-- begin --
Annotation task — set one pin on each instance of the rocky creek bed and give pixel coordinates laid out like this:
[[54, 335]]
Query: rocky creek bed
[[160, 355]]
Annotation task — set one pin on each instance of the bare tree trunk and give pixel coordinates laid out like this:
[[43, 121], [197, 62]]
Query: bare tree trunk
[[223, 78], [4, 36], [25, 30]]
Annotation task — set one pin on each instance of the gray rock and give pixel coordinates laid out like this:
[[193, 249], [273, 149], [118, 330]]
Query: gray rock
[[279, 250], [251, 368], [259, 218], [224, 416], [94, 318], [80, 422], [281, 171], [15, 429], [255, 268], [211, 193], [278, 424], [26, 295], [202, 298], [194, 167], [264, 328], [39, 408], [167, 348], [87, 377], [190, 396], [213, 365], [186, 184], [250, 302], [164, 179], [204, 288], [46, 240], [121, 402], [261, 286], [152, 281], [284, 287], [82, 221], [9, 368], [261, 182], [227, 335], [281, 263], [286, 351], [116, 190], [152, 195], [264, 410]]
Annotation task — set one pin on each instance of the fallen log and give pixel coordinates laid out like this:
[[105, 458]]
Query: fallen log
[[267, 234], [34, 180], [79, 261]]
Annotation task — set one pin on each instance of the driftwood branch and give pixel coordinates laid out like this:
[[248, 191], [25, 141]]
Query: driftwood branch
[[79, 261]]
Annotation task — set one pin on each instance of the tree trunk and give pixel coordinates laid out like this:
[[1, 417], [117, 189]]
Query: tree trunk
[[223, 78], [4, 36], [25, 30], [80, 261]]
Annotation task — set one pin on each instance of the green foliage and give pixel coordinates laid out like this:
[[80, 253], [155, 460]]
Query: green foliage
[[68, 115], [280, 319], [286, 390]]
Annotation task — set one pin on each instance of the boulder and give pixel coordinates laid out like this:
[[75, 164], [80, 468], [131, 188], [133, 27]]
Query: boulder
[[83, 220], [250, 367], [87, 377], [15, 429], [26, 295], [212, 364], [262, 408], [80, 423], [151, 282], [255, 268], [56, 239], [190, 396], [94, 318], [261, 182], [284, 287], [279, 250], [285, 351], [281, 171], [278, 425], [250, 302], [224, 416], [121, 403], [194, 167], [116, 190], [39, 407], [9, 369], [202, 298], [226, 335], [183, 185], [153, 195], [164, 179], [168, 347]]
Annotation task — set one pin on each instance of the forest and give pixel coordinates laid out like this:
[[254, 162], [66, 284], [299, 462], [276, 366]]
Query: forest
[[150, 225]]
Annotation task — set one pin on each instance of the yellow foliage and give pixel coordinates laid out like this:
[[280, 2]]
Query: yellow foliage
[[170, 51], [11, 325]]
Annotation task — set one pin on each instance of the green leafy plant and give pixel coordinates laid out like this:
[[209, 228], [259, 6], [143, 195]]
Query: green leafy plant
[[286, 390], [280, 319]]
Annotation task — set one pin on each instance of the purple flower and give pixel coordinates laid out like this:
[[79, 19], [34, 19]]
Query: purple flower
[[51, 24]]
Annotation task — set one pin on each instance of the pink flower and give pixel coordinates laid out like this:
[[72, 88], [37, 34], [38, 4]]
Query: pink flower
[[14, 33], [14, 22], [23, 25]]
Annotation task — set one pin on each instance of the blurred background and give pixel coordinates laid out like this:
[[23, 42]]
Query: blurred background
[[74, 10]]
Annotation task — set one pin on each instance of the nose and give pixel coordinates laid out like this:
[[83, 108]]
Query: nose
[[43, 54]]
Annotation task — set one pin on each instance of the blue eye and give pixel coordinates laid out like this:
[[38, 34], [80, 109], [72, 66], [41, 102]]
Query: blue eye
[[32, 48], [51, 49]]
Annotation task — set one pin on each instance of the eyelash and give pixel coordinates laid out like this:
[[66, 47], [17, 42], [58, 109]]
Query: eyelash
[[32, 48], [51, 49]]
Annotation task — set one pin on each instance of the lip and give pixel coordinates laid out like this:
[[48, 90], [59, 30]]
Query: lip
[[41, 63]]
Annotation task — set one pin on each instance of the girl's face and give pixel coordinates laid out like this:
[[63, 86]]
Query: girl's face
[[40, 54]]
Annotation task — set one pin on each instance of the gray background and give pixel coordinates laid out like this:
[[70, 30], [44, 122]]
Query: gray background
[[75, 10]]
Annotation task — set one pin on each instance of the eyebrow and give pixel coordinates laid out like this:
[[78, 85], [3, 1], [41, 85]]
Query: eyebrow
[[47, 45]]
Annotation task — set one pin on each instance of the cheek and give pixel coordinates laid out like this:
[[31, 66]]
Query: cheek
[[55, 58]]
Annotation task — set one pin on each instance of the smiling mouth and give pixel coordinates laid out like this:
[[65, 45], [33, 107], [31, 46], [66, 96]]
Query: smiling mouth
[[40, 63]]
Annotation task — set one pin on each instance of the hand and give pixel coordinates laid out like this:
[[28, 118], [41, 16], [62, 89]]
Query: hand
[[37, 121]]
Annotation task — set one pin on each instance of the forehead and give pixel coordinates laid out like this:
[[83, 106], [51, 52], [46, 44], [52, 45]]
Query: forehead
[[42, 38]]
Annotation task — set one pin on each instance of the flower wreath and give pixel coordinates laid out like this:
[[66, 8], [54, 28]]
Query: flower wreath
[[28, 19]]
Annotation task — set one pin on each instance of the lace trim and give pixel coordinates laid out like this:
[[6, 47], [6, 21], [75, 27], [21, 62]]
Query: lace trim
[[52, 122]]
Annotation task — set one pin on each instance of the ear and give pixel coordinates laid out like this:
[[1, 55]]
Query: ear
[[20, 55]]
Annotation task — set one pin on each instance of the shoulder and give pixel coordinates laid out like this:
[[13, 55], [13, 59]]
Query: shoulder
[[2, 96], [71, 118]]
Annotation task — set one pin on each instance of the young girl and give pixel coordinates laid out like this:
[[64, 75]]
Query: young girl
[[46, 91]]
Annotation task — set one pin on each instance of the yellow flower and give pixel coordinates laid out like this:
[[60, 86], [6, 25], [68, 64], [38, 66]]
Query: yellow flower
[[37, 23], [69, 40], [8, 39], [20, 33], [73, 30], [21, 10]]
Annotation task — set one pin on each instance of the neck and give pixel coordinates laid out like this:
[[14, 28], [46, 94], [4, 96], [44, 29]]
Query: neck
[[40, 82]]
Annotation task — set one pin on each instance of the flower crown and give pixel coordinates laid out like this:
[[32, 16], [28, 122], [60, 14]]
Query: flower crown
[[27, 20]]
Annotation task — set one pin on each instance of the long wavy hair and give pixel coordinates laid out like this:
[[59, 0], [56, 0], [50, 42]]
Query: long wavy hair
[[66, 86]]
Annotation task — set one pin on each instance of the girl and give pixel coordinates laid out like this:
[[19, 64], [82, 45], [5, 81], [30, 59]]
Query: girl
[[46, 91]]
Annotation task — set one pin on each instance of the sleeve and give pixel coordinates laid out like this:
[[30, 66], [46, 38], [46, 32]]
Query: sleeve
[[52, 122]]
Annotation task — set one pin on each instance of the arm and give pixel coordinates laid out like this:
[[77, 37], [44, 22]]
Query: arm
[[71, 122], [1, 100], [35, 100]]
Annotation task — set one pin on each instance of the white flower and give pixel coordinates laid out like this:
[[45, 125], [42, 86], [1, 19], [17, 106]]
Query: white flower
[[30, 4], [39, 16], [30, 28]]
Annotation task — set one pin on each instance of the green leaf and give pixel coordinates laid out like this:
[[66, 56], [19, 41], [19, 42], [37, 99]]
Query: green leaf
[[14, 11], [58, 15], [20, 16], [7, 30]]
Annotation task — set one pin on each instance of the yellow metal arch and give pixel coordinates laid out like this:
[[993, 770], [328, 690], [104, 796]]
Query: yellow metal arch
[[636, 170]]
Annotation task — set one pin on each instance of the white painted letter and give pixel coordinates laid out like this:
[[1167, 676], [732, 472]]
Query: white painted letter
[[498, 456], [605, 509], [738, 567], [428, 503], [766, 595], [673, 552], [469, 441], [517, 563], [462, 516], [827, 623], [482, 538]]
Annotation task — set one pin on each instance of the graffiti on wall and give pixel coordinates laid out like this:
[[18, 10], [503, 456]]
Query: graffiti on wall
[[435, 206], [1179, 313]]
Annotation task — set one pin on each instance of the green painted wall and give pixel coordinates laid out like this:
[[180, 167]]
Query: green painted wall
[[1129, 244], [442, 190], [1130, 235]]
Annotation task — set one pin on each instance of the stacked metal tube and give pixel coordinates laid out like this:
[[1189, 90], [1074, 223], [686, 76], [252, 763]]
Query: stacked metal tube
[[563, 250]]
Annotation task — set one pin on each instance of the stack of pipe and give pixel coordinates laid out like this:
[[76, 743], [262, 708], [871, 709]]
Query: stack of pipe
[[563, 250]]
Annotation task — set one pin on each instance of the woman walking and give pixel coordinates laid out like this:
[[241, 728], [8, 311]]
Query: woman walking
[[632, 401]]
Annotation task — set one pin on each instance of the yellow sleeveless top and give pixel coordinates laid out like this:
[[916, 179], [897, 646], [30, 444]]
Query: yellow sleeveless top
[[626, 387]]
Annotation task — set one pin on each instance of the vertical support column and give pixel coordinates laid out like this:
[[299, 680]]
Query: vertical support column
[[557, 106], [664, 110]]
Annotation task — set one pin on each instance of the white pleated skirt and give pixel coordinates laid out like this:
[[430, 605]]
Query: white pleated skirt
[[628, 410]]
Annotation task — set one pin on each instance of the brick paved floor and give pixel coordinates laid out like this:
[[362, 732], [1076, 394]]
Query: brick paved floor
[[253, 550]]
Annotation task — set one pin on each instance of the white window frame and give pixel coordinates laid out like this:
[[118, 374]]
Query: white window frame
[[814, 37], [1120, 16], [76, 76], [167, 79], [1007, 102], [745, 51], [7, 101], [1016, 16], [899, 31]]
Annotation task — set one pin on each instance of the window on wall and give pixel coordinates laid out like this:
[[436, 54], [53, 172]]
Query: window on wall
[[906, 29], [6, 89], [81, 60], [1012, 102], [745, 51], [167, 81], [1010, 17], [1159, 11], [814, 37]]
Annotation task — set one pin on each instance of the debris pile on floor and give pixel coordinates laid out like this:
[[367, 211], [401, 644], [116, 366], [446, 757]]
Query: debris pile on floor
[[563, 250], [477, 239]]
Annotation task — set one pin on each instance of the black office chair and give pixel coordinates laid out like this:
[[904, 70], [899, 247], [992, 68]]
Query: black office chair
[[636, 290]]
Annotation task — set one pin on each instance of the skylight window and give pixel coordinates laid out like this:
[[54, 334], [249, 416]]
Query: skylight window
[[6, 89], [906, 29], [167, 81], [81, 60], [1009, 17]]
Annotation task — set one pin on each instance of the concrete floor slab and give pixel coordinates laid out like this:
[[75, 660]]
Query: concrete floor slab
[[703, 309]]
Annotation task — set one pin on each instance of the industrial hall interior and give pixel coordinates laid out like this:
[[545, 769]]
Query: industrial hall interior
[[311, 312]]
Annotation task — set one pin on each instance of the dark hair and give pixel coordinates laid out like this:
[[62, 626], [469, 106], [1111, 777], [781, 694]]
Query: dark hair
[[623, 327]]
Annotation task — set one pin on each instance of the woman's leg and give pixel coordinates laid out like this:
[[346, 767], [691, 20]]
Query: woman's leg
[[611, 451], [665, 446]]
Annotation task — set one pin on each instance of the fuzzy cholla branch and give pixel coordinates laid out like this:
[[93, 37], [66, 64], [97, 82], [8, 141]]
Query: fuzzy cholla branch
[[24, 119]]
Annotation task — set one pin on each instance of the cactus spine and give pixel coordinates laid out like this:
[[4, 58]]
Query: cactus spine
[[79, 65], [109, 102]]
-- end --
■ **Aim**: Could you write out the entries from the line with "the stack of" up to and including the line with "[[626, 387]]", switching "yellow sleeveless top" to "yellow tank top" and keeping everything else the same?

■ **Completed exercise**:
Annotation task — set one pin on each instance of the stack of pipe and give pixel coordinates laid out like this:
[[76, 743], [262, 708], [871, 709]]
Query: stack of pipe
[[563, 250]]
Annotation task — set one pin on each instance of the woman walking and give pixel coordinates laid out like this:
[[241, 728], [8, 311]]
Query: woman walking
[[632, 401]]
Annotation task — set one pin on each instance of the yellow tank top and give pixel coordinates laid out like this:
[[916, 179], [897, 646], [30, 444]]
Query: yellow tank top
[[626, 387]]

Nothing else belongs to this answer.